### Data for processing
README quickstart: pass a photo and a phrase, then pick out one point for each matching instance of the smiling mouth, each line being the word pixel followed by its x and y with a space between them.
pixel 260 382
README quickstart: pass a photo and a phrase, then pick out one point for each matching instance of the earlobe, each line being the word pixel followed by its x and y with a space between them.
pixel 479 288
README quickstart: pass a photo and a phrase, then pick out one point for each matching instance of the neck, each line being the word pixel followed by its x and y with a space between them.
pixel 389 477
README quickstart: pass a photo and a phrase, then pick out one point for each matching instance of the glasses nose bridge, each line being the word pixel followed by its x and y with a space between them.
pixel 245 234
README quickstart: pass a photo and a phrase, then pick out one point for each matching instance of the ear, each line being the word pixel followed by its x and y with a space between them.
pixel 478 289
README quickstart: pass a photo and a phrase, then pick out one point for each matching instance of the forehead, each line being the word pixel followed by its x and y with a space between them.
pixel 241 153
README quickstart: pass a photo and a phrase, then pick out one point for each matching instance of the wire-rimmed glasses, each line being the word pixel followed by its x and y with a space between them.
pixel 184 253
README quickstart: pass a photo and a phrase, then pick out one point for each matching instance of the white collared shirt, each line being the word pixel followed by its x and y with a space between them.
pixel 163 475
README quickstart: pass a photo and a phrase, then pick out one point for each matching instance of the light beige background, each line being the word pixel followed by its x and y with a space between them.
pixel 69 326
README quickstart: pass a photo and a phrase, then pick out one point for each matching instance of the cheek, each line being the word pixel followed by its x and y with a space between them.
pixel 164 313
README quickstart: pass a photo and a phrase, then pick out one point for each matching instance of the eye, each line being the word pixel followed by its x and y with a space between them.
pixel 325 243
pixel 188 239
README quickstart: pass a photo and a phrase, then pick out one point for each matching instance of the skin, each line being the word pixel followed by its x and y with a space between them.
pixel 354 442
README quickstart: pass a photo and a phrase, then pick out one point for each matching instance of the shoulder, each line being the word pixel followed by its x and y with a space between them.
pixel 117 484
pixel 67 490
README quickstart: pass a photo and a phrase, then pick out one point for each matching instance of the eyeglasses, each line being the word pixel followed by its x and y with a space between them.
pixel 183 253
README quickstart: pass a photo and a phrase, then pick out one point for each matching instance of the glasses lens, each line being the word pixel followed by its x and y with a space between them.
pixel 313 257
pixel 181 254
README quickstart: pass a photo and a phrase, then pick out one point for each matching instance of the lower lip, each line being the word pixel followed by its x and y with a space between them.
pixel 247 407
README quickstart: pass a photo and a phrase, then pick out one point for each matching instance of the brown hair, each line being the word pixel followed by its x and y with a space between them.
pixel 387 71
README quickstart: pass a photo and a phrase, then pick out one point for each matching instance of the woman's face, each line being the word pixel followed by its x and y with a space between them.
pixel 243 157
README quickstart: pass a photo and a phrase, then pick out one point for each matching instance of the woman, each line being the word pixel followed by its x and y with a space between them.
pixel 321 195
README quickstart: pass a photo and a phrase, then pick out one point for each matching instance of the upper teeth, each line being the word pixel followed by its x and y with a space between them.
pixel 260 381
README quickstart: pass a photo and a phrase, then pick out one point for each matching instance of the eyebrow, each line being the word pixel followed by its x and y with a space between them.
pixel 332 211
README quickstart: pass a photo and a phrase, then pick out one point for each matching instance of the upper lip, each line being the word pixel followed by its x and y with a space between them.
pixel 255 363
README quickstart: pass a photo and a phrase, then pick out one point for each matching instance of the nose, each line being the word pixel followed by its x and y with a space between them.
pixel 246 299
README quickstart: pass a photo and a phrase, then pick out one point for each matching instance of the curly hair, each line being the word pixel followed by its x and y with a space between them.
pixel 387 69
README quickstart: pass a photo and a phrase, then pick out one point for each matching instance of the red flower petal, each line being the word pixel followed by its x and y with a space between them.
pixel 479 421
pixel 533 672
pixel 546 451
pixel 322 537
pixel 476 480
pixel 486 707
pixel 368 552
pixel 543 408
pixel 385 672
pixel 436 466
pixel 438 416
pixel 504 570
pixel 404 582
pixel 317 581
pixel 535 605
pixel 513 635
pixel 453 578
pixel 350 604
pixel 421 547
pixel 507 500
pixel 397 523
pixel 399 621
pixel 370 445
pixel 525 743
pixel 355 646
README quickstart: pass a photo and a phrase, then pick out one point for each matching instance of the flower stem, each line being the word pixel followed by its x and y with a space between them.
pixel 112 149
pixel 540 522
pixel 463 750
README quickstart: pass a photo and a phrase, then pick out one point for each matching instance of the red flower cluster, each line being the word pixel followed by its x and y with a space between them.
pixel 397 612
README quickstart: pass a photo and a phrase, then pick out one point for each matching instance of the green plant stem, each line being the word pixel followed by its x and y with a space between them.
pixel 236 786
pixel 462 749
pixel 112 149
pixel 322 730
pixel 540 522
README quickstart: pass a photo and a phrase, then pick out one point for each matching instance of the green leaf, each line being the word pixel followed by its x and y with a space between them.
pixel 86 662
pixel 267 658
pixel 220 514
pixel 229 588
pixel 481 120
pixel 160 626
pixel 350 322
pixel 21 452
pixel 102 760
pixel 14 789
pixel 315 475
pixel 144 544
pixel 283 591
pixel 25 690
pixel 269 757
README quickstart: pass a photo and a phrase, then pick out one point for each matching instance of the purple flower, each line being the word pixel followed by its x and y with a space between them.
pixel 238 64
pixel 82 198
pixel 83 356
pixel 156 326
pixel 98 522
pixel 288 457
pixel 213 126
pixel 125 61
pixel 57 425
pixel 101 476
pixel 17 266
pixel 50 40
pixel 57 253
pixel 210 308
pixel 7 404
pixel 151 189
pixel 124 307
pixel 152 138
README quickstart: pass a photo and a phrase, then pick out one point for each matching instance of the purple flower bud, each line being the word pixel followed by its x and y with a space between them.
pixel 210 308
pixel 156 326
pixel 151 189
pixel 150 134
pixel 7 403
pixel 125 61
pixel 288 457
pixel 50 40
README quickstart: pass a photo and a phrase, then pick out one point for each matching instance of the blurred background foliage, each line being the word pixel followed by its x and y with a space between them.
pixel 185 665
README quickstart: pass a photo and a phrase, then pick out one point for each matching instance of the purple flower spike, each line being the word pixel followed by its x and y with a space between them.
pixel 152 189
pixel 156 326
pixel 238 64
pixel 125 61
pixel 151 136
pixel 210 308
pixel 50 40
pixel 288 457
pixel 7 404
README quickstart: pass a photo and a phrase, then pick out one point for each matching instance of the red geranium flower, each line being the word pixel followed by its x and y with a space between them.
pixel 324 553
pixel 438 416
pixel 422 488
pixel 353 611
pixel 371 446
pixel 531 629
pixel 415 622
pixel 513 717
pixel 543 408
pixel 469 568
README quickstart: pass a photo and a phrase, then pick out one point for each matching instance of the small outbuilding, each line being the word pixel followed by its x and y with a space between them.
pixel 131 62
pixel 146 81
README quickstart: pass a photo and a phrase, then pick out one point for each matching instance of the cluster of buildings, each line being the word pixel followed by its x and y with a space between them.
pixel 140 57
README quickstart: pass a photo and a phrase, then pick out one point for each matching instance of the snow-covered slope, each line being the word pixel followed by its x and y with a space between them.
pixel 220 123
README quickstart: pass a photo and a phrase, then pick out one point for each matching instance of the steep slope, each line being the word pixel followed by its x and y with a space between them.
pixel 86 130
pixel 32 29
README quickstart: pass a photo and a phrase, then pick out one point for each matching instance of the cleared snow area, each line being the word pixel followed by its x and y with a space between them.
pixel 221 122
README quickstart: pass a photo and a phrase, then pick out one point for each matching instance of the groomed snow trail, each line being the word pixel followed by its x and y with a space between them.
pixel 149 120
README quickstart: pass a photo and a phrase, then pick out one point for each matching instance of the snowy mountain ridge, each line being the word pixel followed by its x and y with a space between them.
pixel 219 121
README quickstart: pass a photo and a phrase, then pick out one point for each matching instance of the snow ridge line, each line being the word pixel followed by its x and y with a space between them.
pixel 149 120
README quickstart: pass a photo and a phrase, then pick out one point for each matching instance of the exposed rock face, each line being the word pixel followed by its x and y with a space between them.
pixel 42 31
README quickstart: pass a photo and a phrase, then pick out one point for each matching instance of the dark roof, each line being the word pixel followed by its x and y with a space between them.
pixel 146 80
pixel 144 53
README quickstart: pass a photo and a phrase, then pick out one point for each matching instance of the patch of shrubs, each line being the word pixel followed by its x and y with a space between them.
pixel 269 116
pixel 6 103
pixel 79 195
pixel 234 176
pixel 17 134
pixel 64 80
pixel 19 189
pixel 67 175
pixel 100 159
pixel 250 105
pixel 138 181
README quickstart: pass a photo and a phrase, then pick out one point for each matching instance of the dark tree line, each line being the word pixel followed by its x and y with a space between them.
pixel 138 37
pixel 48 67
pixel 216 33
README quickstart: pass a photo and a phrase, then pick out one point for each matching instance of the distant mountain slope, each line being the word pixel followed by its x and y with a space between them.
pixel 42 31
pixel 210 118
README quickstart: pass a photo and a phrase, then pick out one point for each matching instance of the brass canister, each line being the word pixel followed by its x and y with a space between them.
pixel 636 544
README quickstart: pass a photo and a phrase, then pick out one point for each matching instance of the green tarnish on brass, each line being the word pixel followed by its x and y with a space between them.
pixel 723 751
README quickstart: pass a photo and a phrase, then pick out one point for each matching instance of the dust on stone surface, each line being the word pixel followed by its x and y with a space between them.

### Work to be completed
Give back, word for word, only the lines from the one containing "the green tarnish" through the closing line of the entries.

### Result
README quickstart: pass a photo and a phrase, then pick out one point for each matching instance of the green tarnish on brass, each line being the word pixel followed by its x and y with a space between them.
pixel 723 751
README quickstart: pass a photo and a phrase, then pick out one point for each matching instance of the dust on stone surface, each line being the word pixel followed by its x and y with a space between them.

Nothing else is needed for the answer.